■ **SHORT EXERCISE**
Start with the line containing "Could you please indicate the gold mirror" and write out each line through the end of the listing, exactly as given.

■ **ITEMS**
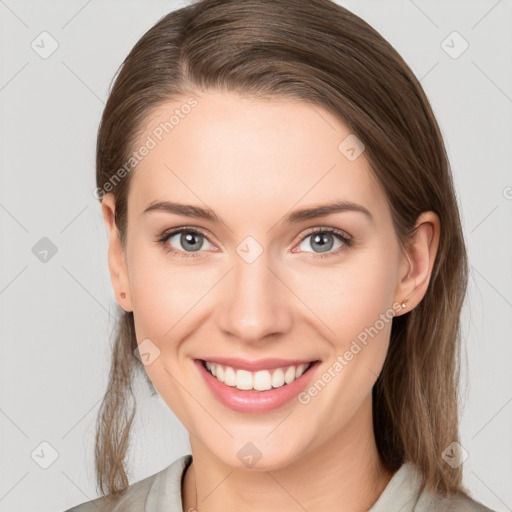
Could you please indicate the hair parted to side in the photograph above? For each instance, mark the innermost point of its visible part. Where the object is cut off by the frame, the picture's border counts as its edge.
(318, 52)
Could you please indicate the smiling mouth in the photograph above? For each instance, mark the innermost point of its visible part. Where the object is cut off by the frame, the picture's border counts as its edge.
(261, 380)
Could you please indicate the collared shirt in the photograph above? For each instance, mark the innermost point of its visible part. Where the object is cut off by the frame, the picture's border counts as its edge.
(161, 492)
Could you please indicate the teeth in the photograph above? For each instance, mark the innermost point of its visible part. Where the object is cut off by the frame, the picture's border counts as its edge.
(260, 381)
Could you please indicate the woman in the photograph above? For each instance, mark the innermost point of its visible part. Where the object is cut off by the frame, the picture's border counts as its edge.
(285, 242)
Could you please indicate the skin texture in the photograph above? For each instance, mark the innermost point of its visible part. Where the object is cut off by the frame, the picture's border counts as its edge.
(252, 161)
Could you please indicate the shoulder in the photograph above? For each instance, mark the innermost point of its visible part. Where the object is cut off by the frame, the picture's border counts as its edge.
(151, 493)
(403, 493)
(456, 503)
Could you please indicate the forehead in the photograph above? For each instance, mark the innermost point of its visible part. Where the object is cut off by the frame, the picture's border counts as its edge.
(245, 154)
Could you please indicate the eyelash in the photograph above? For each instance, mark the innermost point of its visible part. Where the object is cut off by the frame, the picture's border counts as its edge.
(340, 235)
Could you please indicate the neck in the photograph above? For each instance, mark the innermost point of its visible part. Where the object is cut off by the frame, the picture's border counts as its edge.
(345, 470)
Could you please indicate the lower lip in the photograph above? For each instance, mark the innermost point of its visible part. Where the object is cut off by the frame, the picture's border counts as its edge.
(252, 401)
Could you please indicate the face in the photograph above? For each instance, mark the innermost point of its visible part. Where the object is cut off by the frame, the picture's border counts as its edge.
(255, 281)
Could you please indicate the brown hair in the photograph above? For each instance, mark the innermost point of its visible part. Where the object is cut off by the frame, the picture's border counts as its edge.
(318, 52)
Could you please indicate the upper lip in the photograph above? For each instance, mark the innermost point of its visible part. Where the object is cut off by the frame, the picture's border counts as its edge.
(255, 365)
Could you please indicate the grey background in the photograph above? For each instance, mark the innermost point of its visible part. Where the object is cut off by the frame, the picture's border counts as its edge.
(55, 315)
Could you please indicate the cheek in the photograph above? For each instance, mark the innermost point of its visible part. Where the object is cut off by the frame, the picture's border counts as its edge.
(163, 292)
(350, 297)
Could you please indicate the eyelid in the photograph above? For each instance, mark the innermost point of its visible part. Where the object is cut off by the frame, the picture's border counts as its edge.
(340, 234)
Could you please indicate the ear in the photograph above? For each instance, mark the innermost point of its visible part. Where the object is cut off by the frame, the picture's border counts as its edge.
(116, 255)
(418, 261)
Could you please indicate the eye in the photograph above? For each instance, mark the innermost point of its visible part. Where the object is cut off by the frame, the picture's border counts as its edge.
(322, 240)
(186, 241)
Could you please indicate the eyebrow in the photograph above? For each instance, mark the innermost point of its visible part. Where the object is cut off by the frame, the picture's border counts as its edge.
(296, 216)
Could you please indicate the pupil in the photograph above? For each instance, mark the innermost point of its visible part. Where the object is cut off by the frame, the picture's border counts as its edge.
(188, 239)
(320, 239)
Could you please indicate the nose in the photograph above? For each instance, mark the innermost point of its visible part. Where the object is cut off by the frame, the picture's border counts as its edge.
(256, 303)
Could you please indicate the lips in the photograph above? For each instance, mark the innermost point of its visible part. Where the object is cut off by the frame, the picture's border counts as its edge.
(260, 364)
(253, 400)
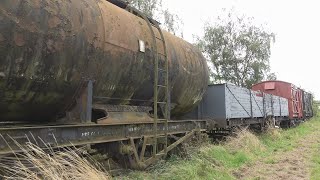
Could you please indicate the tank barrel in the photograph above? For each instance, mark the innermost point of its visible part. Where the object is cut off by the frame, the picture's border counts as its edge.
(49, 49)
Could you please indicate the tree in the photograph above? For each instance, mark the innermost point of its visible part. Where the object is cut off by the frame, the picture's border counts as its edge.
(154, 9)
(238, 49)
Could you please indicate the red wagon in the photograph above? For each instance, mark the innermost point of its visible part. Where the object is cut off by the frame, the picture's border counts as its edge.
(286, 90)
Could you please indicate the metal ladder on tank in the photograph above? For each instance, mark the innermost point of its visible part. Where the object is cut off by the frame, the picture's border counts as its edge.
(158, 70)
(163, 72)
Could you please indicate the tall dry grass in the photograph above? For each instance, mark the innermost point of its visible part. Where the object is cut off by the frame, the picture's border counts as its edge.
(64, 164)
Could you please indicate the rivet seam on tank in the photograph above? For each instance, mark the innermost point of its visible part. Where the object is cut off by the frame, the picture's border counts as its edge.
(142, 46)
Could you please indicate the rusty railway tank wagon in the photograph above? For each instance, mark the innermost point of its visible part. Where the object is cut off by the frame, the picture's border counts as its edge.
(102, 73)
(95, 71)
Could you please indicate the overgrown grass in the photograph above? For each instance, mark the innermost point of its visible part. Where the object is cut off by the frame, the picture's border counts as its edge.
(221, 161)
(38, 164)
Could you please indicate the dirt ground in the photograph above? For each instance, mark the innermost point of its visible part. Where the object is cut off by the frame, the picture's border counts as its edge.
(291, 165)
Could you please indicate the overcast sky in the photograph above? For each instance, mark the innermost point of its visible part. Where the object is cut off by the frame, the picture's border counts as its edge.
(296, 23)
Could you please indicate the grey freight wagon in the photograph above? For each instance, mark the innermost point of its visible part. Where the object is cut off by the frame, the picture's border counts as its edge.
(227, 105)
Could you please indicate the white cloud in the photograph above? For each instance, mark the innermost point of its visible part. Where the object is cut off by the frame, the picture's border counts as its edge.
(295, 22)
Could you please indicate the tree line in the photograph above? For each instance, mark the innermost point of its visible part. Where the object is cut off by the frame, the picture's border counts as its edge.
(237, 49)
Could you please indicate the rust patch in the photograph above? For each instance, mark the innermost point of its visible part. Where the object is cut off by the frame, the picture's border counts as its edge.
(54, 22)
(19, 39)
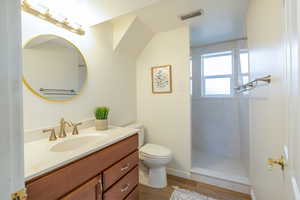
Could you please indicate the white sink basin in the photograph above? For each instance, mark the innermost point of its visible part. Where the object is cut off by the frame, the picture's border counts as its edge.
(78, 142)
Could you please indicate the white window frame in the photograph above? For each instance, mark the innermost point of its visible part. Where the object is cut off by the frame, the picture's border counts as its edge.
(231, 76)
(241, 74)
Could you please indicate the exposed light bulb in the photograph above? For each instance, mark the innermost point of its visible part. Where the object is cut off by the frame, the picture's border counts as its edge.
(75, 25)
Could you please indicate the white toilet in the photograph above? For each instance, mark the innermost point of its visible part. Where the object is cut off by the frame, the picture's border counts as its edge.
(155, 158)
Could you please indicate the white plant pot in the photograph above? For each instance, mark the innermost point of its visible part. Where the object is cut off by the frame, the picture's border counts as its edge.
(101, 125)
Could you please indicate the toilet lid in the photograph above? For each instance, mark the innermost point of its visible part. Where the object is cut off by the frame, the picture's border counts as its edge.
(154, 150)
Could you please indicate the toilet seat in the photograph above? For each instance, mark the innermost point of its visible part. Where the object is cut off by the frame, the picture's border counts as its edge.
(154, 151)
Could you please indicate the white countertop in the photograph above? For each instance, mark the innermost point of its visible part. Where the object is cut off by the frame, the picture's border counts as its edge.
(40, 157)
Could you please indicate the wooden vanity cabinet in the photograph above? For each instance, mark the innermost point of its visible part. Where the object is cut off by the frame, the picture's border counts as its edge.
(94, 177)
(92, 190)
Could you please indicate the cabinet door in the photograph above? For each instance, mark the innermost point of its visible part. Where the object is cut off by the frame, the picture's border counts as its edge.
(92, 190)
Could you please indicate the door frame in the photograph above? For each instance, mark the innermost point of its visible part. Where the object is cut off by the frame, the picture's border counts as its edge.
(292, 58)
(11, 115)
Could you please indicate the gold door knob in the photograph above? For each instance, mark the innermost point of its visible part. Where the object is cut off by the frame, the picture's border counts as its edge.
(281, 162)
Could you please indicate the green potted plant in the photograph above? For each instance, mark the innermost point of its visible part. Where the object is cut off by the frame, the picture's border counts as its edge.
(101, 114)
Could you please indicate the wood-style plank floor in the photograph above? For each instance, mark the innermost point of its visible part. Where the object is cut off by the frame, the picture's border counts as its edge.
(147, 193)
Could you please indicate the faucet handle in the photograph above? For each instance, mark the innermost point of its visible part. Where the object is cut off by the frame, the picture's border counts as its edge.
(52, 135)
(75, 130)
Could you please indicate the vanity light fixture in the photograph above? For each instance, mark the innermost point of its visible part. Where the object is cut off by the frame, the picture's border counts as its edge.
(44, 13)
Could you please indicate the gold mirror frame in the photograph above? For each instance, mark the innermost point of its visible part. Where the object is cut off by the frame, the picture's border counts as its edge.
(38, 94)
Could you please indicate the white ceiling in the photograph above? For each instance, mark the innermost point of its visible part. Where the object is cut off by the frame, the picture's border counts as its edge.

■ **WRITTEN RESPONSE**
Could you please indicate the gold mirror frame in the photograph above? For each instance, mark the innermost point of its visible part. Where the object is cut off by the frame, the picture's border counts as its edge.
(38, 94)
Could you please indicate the white ceiling in the photograph above? For each instance, mark the innermost point of its visible part. Where the object is cut off by the frame, the picture's border counts as its edge.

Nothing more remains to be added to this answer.